→ Instruções do exercício: Segundo o trecho sobre o Juiz Dredd, em que século se passa o mundo apresentado nas histórias?

→ Trecho:
-------

Um Estado Policial não é a resposta correta para o fim de todos os tipos de violência e nem para que os cidadãos mais comuns ou incomuns de uma sociedade possam ter garantidos plenamente todos os seus direitos. É uma ilusão, completa e nítida, crer que a repressão excessiva e a pressão constante sobre tudo e todos venha a moldar o equilíbrio total de todos os pilares sociais. As histórias do Juiz Dredd não são apenas tiroteios, pessoas mutiladas e ultraviolência a cada página; os roteiros das mesmas levam a questionamentos profundos envolvendo Antropologia, Sociologia, Filosofia, Psicologia e História. Sim, História, já que, no mundo apresentado naquelas, século vinte e dois, a criminalidade e os mecanismos de controle da mesma são os mesmos que constituem a caótica contemporaneidade na qual terroristas derrubam torres matando milhares são confrontados por uma força repressora que não escolhe meios ou métodos para fazer com que os grupos aos quais aqueles pertencem sejam aniquilados. Sabemos o que ocorreu e o que ocorre no mundo após o 11 de Setembro de 2001, O Evento que, verdadeiramente, iniciou este nosso século vinte e um; e o que os “Juízes” da nossa realidade foram e são capazes de fazer para manter a ordem mundial, gerando apenas novas formas para a continuidade do caos planetário no qual vivemos. Caos que, dentro do mundo de Dredd, é alimentado pela própria Lei, dando a limitados seres pensantes a determinação de serem implacáveis juízes, júris e executores, algo que, algumas vezes, pode levar pacíficos cidadãos ao status de perigosos marginais (o caso da história que, no parágrafo anterior, recomendo a todos vocês que leiam). Em qual mundo isso significa Ordem? Em qual Estado, de nosso mundo, isso formaria A Ordem? Em qual mundo existe A Ordem?

-------

→ Dados apresentados:
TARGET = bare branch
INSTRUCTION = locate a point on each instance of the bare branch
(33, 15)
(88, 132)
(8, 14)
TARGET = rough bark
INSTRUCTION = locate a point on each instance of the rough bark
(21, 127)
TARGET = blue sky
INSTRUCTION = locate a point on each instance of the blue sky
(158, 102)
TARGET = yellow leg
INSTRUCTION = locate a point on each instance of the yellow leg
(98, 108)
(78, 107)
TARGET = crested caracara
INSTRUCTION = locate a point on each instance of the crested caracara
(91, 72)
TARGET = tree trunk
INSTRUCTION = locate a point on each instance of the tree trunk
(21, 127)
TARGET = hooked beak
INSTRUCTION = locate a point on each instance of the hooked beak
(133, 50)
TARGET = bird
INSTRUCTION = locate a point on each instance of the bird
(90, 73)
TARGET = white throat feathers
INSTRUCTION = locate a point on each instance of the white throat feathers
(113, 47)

-------

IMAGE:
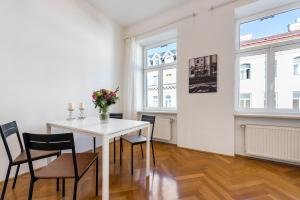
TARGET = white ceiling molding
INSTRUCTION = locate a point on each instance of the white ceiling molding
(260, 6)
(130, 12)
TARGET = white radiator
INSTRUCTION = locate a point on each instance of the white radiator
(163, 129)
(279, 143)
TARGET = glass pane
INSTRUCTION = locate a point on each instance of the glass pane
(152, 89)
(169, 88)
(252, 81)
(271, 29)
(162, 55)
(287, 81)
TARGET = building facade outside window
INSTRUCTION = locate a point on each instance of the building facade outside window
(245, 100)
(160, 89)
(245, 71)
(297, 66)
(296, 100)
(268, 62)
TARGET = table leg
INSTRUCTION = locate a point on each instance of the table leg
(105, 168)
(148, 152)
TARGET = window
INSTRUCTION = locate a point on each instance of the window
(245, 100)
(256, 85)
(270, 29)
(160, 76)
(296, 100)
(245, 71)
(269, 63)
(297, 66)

-------

→ Resultado: No século vinte e dois.